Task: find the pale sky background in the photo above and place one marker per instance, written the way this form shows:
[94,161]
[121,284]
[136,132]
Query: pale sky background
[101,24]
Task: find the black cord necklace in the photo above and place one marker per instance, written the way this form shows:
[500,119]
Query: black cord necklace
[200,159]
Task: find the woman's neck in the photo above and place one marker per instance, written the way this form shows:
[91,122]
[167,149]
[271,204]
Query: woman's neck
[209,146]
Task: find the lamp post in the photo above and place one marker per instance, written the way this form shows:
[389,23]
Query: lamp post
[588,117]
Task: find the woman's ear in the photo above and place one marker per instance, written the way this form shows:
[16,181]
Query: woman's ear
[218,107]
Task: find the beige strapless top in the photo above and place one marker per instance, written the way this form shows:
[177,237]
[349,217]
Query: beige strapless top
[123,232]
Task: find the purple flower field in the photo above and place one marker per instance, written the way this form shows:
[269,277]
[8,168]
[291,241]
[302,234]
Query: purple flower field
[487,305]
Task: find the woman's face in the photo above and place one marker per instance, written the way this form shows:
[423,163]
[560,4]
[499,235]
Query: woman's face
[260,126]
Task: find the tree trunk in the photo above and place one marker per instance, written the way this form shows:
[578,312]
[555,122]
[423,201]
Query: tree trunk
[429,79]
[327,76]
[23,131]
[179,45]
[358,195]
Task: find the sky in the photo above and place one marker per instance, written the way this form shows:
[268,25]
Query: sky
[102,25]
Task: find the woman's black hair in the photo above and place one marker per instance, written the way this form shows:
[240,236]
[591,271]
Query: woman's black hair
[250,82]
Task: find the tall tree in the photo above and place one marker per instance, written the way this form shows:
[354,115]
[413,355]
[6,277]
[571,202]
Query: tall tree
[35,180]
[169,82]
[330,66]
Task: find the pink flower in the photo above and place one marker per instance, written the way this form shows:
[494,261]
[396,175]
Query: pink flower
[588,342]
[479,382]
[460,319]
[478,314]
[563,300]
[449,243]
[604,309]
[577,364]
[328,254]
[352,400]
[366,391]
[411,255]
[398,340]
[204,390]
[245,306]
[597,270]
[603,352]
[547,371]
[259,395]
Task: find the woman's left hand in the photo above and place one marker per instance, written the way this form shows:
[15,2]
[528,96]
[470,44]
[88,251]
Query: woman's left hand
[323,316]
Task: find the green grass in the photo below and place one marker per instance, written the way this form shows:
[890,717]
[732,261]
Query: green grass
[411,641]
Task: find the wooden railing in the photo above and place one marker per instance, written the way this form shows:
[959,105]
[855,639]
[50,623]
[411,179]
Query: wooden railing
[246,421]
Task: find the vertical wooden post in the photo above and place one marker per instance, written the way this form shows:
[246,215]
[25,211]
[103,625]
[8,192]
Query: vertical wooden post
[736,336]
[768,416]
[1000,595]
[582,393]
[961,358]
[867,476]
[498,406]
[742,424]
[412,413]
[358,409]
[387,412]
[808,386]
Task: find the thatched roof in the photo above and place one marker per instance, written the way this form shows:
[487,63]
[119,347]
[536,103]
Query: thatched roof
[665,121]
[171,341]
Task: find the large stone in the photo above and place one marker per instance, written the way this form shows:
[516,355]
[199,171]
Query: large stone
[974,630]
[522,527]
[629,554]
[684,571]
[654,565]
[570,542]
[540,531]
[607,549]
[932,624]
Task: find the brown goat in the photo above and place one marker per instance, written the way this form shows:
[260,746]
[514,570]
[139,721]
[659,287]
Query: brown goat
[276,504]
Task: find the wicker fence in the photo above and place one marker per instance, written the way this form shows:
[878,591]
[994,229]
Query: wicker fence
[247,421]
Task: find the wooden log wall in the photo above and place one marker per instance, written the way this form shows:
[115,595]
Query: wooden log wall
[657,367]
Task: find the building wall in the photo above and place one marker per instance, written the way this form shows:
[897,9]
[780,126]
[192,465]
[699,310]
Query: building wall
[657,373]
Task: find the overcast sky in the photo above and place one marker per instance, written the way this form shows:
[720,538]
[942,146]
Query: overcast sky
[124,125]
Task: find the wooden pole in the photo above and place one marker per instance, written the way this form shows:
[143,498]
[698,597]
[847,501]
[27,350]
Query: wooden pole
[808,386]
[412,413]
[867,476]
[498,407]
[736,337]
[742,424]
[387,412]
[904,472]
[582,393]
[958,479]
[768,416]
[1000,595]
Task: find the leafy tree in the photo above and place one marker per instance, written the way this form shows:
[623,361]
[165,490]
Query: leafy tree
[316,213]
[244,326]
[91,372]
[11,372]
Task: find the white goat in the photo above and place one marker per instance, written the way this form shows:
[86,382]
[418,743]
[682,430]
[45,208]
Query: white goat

◆ ◆ ◆ ◆ ◆

§ Task brief
Each line from the material above that mentions the word "white" needs to be copied.

§ Your response
Task: find the white goat in the photo above and place one marker per instance, written the way this form shows:
Query: white goat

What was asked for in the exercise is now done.